— WHAT IS NEEDED —
Copy out every line holding the string "grass" from the records below.

**********

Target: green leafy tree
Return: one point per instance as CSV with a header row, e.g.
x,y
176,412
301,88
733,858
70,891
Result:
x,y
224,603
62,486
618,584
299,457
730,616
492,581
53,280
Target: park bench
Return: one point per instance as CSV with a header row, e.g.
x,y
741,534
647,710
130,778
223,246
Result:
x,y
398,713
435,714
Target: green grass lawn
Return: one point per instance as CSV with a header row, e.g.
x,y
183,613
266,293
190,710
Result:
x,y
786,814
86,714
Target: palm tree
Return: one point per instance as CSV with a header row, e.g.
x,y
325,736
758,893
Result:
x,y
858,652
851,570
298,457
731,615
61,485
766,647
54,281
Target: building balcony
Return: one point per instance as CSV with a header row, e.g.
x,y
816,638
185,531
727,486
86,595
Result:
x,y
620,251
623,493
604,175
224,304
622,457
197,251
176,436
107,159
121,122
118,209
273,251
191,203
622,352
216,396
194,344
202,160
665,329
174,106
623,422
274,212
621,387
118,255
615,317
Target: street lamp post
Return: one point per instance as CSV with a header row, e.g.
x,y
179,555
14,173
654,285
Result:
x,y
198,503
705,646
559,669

**********

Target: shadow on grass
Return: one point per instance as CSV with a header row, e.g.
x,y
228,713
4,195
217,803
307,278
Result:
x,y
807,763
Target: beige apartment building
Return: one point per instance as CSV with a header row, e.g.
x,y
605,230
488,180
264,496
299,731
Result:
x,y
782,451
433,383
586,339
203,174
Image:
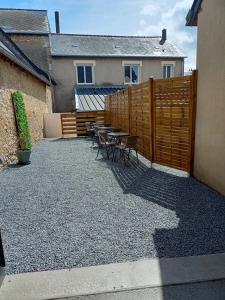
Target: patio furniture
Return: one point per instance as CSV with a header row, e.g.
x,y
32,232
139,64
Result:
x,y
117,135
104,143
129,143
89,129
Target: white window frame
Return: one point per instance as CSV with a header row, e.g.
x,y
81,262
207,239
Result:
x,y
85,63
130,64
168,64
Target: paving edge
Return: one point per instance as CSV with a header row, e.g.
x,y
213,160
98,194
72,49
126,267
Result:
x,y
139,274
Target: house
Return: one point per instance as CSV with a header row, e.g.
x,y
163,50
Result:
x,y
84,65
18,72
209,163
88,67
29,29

**********

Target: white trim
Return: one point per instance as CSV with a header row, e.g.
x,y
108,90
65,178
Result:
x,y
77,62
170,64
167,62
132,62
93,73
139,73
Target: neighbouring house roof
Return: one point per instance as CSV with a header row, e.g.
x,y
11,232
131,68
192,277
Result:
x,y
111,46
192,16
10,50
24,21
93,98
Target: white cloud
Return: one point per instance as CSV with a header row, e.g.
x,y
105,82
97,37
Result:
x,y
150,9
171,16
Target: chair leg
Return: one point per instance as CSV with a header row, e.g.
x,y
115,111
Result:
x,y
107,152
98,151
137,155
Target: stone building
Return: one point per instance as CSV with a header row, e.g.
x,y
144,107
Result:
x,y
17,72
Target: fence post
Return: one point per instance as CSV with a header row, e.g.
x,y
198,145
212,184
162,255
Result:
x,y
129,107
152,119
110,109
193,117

**********

— ANSWER TO THIS EXERCISE —
Target: green grass lawn
Target: shadow on grass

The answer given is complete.